▶ _Do this_: Output the data exactly, with every line intact.
## Begin Records provided
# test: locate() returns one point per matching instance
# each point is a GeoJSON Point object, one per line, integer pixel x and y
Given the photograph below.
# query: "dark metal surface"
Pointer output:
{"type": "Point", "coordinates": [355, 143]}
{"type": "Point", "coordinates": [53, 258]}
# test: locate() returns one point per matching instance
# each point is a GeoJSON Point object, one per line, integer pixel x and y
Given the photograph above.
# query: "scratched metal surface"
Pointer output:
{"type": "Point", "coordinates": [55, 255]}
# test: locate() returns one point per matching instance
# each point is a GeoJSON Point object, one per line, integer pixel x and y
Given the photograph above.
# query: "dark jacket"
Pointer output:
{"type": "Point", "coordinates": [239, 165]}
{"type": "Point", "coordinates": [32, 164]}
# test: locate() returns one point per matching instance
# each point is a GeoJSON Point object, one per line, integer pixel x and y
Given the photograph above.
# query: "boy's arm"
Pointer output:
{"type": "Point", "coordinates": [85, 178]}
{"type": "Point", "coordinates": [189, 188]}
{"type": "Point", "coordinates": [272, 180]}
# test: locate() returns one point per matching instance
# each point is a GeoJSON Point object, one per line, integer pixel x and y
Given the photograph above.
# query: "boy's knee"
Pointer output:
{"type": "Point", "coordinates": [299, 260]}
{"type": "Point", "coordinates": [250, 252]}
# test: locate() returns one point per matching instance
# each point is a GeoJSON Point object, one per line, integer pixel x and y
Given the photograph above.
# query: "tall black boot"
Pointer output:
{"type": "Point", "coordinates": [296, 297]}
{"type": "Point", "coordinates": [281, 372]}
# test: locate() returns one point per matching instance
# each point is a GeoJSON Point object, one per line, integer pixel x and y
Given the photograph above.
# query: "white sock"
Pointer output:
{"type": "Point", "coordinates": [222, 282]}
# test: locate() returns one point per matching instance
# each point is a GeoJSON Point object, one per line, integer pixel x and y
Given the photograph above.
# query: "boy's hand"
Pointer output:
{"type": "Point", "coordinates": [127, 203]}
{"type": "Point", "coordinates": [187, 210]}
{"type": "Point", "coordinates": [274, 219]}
## End Records provided
▶ _Response to this task_:
# test: locate() returns one point per matching instance
# each point is a GeoJSON Point object, one per line, integer pixel x and y
Given the photograph below.
# query: "dark metal surface"
Pointer output:
{"type": "Point", "coordinates": [355, 143]}
{"type": "Point", "coordinates": [53, 258]}
# test: locate() returns one point per matching instance
# each point is a GeoJSON Point object, one per line, integer pixel x and y
Given the photograph above.
# query: "scratched metal surface"
Pointer output:
{"type": "Point", "coordinates": [55, 255]}
# test: locate() returns one point per matching instance
# each point is a GeoJSON Point object, one per line, integer pixel x and y
Given the photograph above.
# query: "dark jacket"
Pointer output:
{"type": "Point", "coordinates": [239, 165]}
{"type": "Point", "coordinates": [32, 164]}
# test: locate() returns one point per matching instance
# each point is a GeoJSON Point object, one per line, integer pixel x and y
Given the photograph above.
# query: "boy's arm"
Pointer output:
{"type": "Point", "coordinates": [85, 178]}
{"type": "Point", "coordinates": [189, 188]}
{"type": "Point", "coordinates": [272, 180]}
# test: locate() returns one point per matching instance
# each point is a GeoJSON Point object, one per line, integer pixel x and y
Given the photograph above.
# query: "boy's knee"
Pointer output:
{"type": "Point", "coordinates": [299, 260]}
{"type": "Point", "coordinates": [250, 252]}
# test: locate() returns one point per matching instance
# each point is a GeoJSON Point object, one per line, integer pixel x and y
Given the photograph above.
# query: "tall black boot"
Pointer output:
{"type": "Point", "coordinates": [296, 297]}
{"type": "Point", "coordinates": [281, 372]}
# test: locate() returns one point per matching instance
# each point is a GeoJSON Point object, one per line, integer pixel x and y
Given the photograph above.
# query: "white sock"
Pointer output:
{"type": "Point", "coordinates": [222, 282]}
# test: locate() returns one point per matching instance
# each point is a GeoJSON Point object, one per line, integer pixel x and y
Given the photograph above.
# query: "boy's hand"
Pointer output:
{"type": "Point", "coordinates": [127, 203]}
{"type": "Point", "coordinates": [187, 210]}
{"type": "Point", "coordinates": [274, 219]}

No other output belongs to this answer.